▸ **REQUIREMENT**
Convert each line of the data below into a JSON list of strings, one string per line, leaving out any blank lines.

▸ **EXERCISE MATERIALS**
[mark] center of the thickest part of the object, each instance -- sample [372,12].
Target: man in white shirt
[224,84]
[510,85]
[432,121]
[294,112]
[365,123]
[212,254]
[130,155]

▸ **FINISHED TASK**
[
  "[mark] center of the thickest part of the object, each instance -- sample [372,12].",
  "Target: man in white shirt",
  "[224,84]",
  "[510,85]",
  "[432,121]",
  "[294,112]",
  "[365,123]",
  "[212,254]",
  "[130,155]"
]